What needs to be done. Rewrite the records below as a two-column CSV with the headers "prompt" and "response", one row per record. Put each record's text and its answer in a single quoted field, with line breaks replaced by spaces.
-- start Data listing --
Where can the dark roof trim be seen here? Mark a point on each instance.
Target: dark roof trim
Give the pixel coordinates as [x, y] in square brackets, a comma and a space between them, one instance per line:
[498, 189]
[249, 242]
-- end Data listing --
Output below.
prompt,response
"Where can the dark roof trim be seen here? Mark a point on each instance. Target: dark roof trim Give the pixel coordinates as [x, y] in square brackets, a comma and a space between them, one instance per line:","[498, 189] [249, 242]"